[提示文]:
直接お会いしてお話させていただいて、役作りのヒントにさせていただけたというのは、本当に貴重な、稀に見る体験でした。最初は実在されている、しかもヒロコ先生のような世界的なデザイナーの方を演じると伺ったときは、「どうしたらいいんだろう」と思いました。
先生のご著書や映像、資料、YouTubeなどでお勉強させていただいて、それから幸運なことに撮影前にお会いすることができたので、イメージを膨らませることができました。
――プレッシャーは。
プレッシャーという感覚よりも、ヒントをたくさんいただけるなというありがたさのほうが大きかったです。
――物語の舞台は大阪府岸和田ですが、黒谷さんも堺市のご出身で、近いですね。
そうですね。隣接していますし、私は以前、NHK連続テレビ小説『カーネーション』にも出させていただいたことがあるので、ご縁を感じます。

[データ抜粋]:
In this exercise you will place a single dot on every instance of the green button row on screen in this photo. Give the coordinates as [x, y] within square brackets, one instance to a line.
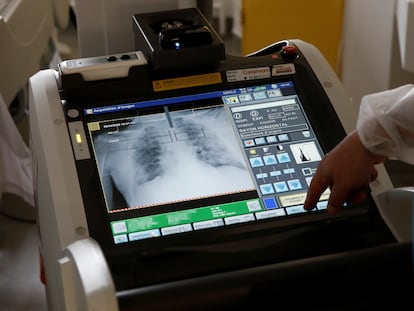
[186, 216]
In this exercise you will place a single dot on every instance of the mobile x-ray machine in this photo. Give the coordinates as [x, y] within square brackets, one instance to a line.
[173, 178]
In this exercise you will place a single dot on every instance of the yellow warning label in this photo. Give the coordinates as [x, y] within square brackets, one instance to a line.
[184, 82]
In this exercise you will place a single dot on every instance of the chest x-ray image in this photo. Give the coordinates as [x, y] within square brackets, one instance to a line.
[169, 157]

==

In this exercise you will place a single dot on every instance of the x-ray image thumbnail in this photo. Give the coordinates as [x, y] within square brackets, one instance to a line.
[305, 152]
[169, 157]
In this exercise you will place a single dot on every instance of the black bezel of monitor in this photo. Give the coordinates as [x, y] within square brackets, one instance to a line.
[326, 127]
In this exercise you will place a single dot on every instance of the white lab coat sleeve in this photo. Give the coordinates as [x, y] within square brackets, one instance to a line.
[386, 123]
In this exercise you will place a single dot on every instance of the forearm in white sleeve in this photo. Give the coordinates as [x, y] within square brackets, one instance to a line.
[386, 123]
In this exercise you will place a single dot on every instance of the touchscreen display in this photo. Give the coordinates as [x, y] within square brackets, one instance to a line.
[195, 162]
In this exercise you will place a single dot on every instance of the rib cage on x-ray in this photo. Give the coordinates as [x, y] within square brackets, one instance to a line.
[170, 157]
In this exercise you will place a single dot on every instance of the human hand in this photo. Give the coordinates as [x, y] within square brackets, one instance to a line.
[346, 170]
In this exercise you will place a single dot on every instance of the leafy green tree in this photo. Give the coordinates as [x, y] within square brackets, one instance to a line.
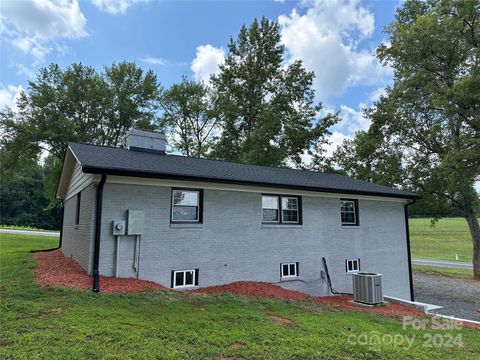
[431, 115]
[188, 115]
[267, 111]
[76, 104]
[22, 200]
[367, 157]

---

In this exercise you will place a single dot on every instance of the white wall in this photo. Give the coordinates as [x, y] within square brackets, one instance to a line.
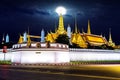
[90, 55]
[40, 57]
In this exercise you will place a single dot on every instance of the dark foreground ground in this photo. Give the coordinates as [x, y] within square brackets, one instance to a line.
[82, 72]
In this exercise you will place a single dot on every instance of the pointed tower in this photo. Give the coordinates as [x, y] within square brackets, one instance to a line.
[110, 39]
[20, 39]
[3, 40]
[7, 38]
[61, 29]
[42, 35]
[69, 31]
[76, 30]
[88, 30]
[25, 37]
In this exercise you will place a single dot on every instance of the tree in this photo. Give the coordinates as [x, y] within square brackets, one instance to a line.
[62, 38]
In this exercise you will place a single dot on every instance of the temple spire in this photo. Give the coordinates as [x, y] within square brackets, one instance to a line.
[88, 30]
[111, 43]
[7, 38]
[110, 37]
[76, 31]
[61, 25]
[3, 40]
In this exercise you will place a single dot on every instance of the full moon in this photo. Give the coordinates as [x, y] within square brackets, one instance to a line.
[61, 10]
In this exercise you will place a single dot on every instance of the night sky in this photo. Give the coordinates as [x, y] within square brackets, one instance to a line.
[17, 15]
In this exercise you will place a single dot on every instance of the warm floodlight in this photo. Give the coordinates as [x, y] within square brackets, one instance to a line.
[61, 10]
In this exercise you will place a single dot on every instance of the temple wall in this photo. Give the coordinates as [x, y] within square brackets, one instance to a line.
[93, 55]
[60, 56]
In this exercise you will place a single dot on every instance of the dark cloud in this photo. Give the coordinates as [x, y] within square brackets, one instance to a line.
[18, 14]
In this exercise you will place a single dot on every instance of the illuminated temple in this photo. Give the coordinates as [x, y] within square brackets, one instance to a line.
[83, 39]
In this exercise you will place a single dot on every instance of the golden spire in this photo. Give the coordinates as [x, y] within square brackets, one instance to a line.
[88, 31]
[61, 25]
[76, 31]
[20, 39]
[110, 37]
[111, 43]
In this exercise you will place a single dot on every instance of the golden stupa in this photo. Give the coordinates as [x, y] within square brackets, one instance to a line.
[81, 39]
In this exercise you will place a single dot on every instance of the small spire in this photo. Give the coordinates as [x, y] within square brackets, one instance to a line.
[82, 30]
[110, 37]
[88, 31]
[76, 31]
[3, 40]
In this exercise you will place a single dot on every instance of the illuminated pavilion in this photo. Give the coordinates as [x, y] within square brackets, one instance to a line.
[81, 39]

[課題]: 上の提示文から、「先生のご著書や映像、資料、Y」から「があるので、ご縁を感じます。」までを一字も変えずに書き写すこと。

[解答例]:
先生のご著書や映像、資料、YouTubeなどでお勉強させていただいて、それから幸運なことに撮影前にお会いすることができたので、イメージを膨らませることができました。
――プレッシャーは。
プレッシャーという感覚よりも、ヒントをたくさんいただけるなというありがたさのほうが大きかったです。
――物語の舞台は大阪府岸和田ですが、黒谷さんも堺市のご出身で、近いですね。
そうですね。隣接していますし、私は以前、NHK連続テレビ小説『カーネーション』にも出させていただいたことがあるので、ご縁を感じます。